→ **Your instructions**
Copy every entry below, substituting "place" for each "put down" and leaving everything else unchanged.
----------
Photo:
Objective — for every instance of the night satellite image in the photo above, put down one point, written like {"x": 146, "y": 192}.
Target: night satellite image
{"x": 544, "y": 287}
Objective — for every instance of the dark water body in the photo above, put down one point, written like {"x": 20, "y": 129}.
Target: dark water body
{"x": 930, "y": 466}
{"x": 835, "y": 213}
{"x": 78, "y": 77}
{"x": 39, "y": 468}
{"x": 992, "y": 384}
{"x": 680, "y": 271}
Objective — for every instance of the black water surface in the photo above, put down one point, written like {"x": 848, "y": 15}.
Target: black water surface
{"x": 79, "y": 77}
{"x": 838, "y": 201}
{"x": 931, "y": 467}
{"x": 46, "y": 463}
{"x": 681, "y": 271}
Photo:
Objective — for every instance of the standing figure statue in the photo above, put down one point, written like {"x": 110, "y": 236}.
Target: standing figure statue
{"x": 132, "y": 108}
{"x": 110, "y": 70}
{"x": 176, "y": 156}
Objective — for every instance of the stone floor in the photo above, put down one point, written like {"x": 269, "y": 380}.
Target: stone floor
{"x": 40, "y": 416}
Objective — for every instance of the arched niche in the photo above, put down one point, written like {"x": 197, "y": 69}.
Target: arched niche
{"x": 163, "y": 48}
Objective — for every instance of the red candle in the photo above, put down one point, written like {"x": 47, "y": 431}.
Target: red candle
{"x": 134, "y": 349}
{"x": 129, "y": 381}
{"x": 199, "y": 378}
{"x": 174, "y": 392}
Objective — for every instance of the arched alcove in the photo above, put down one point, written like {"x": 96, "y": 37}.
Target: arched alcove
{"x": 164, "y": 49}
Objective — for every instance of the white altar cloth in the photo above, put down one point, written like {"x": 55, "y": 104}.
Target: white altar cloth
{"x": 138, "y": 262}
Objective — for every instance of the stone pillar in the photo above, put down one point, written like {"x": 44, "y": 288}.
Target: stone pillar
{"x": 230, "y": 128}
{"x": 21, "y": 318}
----------
→ **Reply**
Photo:
Objective — for every instance of the night satellite image in the photo above, place one point, written like {"x": 146, "y": 192}.
Target: night satellite image
{"x": 544, "y": 287}
Objective — for every instance of the dark water body in the photo above, place one point, written like {"x": 20, "y": 129}.
Target: dark water body
{"x": 930, "y": 466}
{"x": 835, "y": 213}
{"x": 78, "y": 77}
{"x": 39, "y": 468}
{"x": 992, "y": 384}
{"x": 680, "y": 271}
Objective — for every instance of the black water surface in the photo above, place one point, written like {"x": 848, "y": 15}.
Target: black water surface
{"x": 79, "y": 77}
{"x": 838, "y": 201}
{"x": 931, "y": 467}
{"x": 46, "y": 463}
{"x": 681, "y": 271}
Photo:
Objective — for every instance of the standing figure statue in the photo above, place one point, written like {"x": 110, "y": 236}.
Target: standing figure statue
{"x": 132, "y": 108}
{"x": 110, "y": 70}
{"x": 176, "y": 156}
Objective — for every instance of the stone floor in the photo above, place one point, written like {"x": 269, "y": 380}.
Target: stone floor
{"x": 40, "y": 416}
Objective — for every instance of the arched niche in the photo above, place one point, written like {"x": 197, "y": 69}.
Target: arched niche
{"x": 163, "y": 48}
Objective — for every instance of the red candle in the photo above, place one point, written like {"x": 47, "y": 431}.
Target: red candle
{"x": 134, "y": 349}
{"x": 129, "y": 381}
{"x": 199, "y": 378}
{"x": 174, "y": 392}
Objective — for every instance of the arched alcove in the photo above, place one point, written like {"x": 96, "y": 37}.
Target: arched alcove
{"x": 164, "y": 49}
Objective — for every instance of the white altar cloth in the photo above, place one point, written like {"x": 55, "y": 104}.
Target: white altar cloth
{"x": 138, "y": 262}
Objective — for every instance of the stone pillar in the photo above, place one point, written like {"x": 44, "y": 288}.
Target: stone pillar
{"x": 230, "y": 128}
{"x": 21, "y": 318}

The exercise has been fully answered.